* _WHAT TO PRODUCE_
If a line in the data has the string "passenger", please show it.

* _DATA RECORDS_
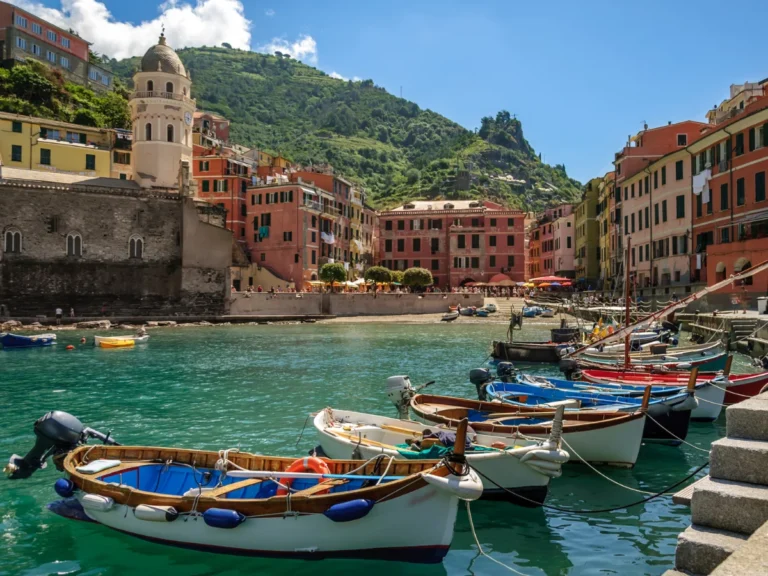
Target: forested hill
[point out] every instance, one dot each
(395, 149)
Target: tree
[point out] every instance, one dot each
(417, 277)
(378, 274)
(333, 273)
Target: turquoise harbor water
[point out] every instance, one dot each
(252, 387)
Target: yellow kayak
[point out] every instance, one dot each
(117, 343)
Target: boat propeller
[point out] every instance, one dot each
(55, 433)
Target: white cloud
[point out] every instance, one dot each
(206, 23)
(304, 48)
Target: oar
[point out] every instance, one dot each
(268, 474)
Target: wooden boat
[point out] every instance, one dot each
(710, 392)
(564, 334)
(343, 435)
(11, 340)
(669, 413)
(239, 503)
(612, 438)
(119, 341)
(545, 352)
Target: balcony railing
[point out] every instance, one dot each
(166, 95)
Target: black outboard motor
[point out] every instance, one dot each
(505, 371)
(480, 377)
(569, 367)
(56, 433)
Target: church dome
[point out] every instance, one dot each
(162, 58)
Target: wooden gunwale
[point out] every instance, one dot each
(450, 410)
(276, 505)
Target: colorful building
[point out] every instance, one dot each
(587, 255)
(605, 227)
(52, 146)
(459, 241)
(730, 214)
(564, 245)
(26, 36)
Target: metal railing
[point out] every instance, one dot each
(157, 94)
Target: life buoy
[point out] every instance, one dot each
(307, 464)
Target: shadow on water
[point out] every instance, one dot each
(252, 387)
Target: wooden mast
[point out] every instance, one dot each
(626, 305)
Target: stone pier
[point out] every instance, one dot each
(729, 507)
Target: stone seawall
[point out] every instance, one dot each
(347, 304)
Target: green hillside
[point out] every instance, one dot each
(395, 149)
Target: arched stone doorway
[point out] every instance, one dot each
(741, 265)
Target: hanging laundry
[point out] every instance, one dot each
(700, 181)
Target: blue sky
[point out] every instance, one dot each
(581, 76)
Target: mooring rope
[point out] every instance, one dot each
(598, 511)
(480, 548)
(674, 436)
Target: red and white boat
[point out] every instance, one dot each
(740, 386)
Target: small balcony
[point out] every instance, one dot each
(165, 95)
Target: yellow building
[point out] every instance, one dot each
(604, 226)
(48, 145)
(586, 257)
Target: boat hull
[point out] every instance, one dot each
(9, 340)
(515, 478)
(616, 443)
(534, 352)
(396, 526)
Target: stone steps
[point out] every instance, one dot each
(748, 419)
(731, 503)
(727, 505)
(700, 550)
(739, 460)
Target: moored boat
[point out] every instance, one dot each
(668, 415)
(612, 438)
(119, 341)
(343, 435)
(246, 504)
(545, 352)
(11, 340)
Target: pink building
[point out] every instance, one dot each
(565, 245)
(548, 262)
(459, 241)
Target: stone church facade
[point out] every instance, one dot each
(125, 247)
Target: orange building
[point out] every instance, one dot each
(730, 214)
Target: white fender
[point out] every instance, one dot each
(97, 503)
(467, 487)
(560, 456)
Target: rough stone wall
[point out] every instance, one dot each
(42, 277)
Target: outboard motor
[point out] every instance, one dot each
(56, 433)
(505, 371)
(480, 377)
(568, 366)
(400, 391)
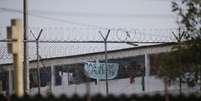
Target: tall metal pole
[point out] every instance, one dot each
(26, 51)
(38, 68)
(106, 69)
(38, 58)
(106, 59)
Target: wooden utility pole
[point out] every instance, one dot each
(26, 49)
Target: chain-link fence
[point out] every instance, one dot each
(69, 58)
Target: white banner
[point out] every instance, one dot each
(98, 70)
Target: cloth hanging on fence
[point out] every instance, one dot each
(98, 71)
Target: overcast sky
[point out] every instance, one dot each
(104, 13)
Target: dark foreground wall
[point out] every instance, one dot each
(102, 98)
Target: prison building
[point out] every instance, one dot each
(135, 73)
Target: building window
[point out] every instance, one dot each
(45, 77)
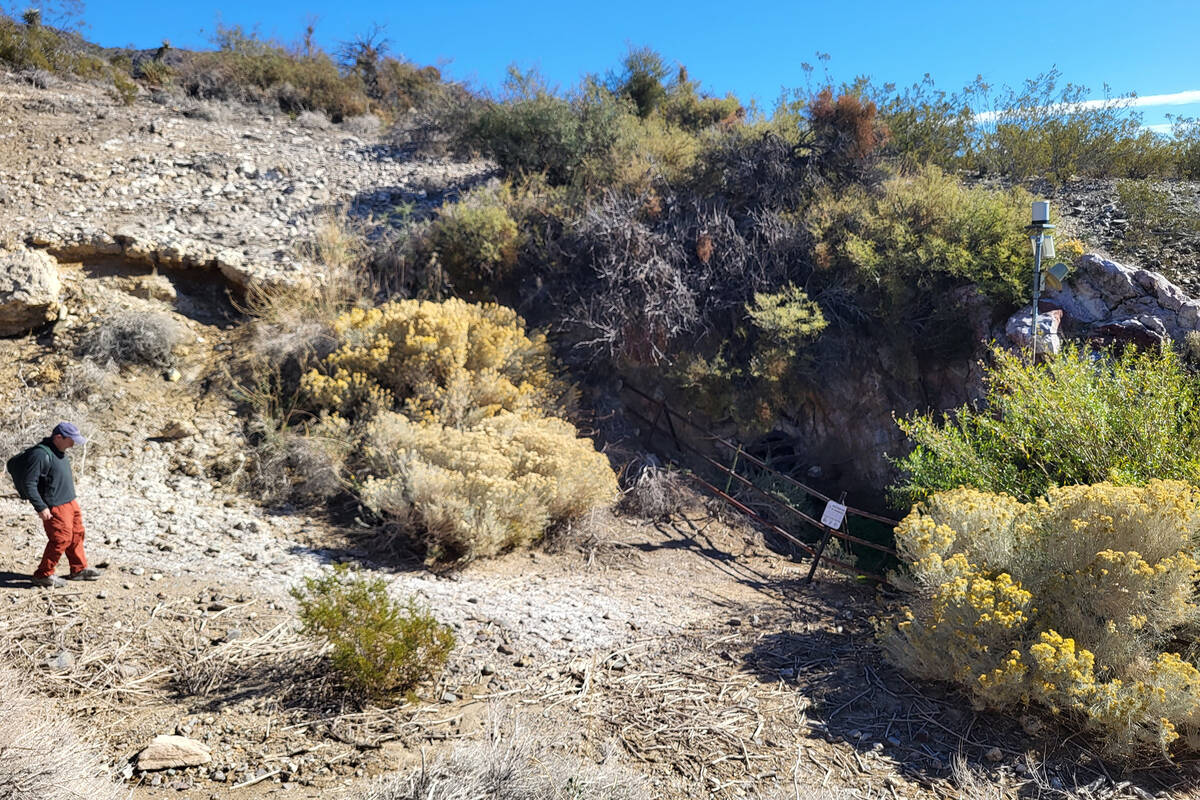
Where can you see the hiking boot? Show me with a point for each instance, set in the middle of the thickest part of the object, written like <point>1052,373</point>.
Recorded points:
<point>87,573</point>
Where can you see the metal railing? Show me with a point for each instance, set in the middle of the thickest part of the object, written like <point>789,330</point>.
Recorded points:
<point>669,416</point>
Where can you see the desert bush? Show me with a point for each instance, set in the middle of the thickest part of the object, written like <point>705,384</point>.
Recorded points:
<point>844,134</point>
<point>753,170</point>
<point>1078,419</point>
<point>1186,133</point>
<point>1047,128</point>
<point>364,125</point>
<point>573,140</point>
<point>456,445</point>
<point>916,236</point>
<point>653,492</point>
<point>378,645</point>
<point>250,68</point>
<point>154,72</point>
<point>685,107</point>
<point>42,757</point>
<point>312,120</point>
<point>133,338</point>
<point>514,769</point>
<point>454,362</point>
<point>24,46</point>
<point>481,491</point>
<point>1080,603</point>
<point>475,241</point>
...
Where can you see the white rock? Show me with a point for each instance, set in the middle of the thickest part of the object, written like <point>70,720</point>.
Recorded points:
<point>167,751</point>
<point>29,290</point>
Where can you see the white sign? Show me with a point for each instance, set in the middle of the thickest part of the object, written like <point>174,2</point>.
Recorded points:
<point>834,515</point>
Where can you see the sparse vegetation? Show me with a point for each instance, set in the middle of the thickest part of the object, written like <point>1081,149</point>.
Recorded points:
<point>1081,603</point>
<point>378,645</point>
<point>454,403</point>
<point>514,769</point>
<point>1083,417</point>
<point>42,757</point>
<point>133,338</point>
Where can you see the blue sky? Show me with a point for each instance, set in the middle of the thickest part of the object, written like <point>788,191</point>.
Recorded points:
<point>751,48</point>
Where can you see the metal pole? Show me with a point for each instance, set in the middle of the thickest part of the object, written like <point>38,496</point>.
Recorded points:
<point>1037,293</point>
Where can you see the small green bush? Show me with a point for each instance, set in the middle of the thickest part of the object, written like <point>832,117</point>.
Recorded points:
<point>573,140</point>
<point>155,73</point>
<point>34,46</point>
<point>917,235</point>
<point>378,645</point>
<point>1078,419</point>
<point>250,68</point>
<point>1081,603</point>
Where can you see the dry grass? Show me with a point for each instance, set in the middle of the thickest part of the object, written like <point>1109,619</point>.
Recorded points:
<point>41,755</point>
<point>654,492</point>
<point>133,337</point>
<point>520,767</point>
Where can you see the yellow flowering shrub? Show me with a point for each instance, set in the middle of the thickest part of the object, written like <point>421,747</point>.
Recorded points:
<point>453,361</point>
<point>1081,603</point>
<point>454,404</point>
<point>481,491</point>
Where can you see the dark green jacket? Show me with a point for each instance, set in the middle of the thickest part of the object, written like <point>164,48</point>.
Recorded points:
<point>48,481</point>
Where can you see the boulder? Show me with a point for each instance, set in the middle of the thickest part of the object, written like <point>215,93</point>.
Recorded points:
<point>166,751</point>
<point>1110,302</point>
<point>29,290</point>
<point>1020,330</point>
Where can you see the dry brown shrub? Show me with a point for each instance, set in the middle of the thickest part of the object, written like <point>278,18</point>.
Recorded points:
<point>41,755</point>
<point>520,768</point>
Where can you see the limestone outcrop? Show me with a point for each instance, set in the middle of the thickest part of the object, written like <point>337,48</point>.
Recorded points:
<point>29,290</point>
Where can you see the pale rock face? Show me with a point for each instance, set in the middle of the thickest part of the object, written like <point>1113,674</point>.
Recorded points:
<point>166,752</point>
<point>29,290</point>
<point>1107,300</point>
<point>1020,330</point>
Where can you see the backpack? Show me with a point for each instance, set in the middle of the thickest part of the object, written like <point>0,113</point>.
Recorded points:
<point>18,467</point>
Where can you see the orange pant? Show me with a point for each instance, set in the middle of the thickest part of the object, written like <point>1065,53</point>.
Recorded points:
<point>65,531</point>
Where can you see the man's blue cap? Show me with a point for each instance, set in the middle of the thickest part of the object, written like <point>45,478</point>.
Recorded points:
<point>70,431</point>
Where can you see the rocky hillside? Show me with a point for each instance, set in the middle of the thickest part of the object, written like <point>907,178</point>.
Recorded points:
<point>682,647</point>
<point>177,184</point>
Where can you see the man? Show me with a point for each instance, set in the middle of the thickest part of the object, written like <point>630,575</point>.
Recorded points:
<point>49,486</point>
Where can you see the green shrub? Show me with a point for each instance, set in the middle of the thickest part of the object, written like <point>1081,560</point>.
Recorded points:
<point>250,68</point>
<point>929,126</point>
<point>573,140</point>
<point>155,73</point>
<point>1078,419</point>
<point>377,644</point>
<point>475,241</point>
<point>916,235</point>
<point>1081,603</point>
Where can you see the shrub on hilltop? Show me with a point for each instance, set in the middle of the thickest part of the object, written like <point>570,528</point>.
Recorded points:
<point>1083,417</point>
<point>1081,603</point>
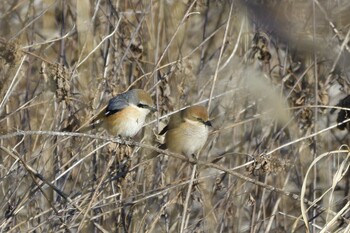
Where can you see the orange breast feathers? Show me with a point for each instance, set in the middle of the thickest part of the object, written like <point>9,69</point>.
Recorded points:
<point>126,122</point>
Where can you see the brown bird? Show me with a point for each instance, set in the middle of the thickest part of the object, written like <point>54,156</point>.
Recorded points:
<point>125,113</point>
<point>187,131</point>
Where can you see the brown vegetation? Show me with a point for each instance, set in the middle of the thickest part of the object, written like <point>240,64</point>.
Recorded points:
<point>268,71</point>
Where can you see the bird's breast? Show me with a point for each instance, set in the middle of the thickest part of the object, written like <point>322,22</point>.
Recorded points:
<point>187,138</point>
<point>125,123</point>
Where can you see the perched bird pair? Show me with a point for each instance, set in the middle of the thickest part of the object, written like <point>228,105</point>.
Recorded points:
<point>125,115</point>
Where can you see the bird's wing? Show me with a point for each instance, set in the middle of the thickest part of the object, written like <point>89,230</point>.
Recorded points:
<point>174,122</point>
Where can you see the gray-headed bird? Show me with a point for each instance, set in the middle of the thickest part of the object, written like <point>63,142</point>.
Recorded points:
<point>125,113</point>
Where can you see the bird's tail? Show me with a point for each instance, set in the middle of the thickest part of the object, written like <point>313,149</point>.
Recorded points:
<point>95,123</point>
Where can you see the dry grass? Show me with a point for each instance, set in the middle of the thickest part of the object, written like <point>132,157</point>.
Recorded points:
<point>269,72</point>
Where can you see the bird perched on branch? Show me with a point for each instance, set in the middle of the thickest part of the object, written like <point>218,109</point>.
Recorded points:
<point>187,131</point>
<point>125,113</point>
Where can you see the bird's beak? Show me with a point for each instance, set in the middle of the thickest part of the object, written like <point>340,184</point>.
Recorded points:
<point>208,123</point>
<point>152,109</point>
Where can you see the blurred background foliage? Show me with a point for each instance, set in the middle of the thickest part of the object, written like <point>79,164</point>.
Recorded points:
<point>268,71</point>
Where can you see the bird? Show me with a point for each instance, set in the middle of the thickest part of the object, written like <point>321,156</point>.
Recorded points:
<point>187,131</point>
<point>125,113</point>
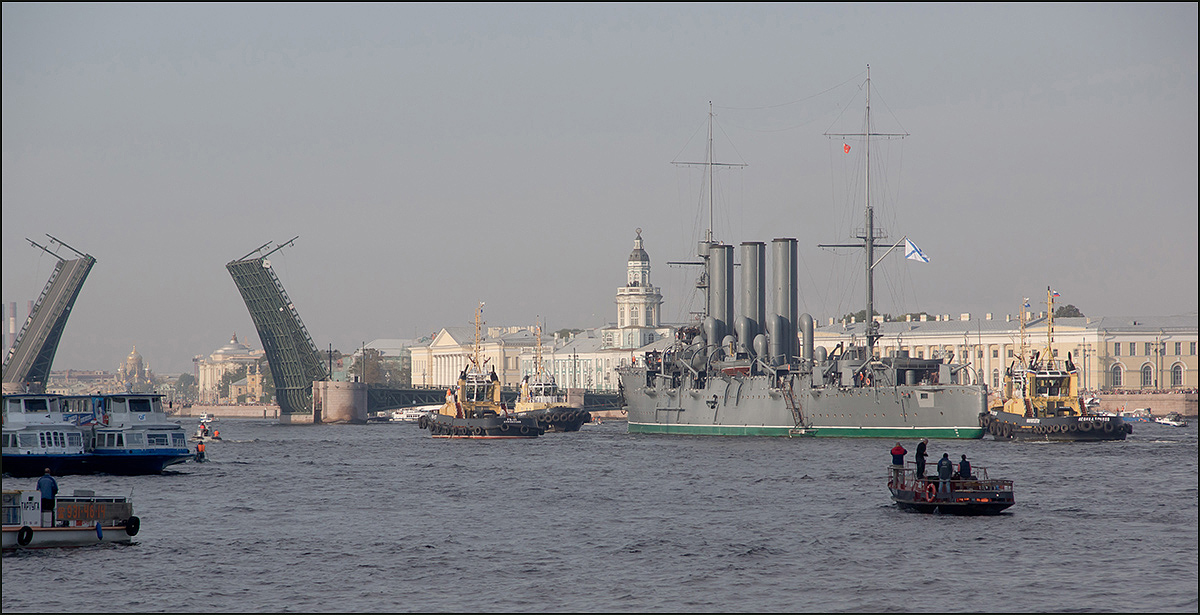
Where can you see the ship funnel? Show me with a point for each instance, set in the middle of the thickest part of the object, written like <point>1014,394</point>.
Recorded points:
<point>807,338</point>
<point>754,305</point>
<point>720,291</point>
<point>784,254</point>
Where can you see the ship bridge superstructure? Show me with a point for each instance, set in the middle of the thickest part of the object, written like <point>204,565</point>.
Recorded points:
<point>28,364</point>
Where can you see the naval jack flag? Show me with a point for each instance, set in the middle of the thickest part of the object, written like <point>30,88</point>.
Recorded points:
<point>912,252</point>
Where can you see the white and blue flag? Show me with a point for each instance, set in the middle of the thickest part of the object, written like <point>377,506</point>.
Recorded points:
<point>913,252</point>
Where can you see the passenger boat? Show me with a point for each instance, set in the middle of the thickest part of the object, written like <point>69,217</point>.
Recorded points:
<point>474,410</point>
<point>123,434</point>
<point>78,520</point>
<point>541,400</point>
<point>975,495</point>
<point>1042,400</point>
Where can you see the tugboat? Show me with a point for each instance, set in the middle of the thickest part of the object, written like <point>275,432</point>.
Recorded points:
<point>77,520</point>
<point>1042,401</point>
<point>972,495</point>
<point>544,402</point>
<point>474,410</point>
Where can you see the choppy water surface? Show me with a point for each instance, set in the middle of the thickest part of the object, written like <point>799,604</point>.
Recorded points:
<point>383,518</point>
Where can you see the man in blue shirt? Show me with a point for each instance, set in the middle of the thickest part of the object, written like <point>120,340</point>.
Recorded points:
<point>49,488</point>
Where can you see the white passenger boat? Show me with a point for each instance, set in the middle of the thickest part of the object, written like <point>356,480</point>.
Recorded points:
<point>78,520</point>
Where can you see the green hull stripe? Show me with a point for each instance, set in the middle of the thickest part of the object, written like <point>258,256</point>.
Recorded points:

* _RESPONSE AREA_
Where can you see the passenger boat? Show me with a point for each instance, set in the middle of the thickest part of the object, written like <point>69,217</point>.
Where can you see the white passenger boat? Show me with a point for each instance, set in the middle of the thickest part of the object, written like <point>356,480</point>.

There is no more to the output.